--- Passage shown ---
Mini Reviews: Monkeys and Althea

27 May

While I do love or really like most books I read, there are those that don’t affect me one way or the other. This doesn’t mean these are bad in any way, just that they were probably not for me. We can’t love everything we read. Althea by Madeleine Robins and Monkeys by Susan Minot are two such books I read recently that fit the bill. 

Genre: Historical fiction/Regency romance

Author: Madeleine Robins

Publisher: Fawcett

Pub date: 1977

Source: LibraryThing Early Reviewer

Althea is a spirited young woman who keeps house for her difficult father and spoilt-brat brother. When her father disowns her yet again, she runs away to her sister Marie in London. In London, she is presented to the Ton. Althea ha snot only to learn about the minutia of etiquette in society, but has also to learn to keep her sarcastic tongue under control.

In this society, she soon racks up many eligible men who are interested in her. The story then starts to take some twists – romantic entanglements, unsuitable beaus, misunderstandings and new friends.

--- Stored records ---
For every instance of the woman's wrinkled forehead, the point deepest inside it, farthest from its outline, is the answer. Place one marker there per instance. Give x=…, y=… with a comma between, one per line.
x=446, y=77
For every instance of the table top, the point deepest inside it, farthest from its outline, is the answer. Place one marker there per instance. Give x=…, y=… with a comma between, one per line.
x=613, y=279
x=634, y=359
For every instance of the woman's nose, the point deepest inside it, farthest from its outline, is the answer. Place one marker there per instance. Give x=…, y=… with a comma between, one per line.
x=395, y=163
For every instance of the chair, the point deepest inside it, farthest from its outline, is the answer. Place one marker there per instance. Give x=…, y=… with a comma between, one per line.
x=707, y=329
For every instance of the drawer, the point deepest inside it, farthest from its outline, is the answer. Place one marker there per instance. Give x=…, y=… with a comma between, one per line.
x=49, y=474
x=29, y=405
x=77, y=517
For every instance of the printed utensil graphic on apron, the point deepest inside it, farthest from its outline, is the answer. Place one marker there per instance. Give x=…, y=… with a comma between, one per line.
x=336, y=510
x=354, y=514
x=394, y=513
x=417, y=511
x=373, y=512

--- What to do ---
Reproduce word for word the stretch of the book review above from "Pub date: 1977" through "and new friends.".

--- Result for this exercise ---
Pub date: 1977

Source: LibraryThing Early Reviewer

Althea is a spirited young woman who keeps house for her difficult father and spoilt-brat brother. When her father disowns her yet again, she runs away to her sister Marie in London. In London, she is presented to the Ton. Althea ha snot only to learn about the minutia of etiquette in society, but has also to learn to keep her sarcastic tongue under control.

In this society, she soon racks up many eligible men who are interested in her. The story then starts to take some twists – romantic entanglements, unsuitable beaus, misunderstandings and new friends.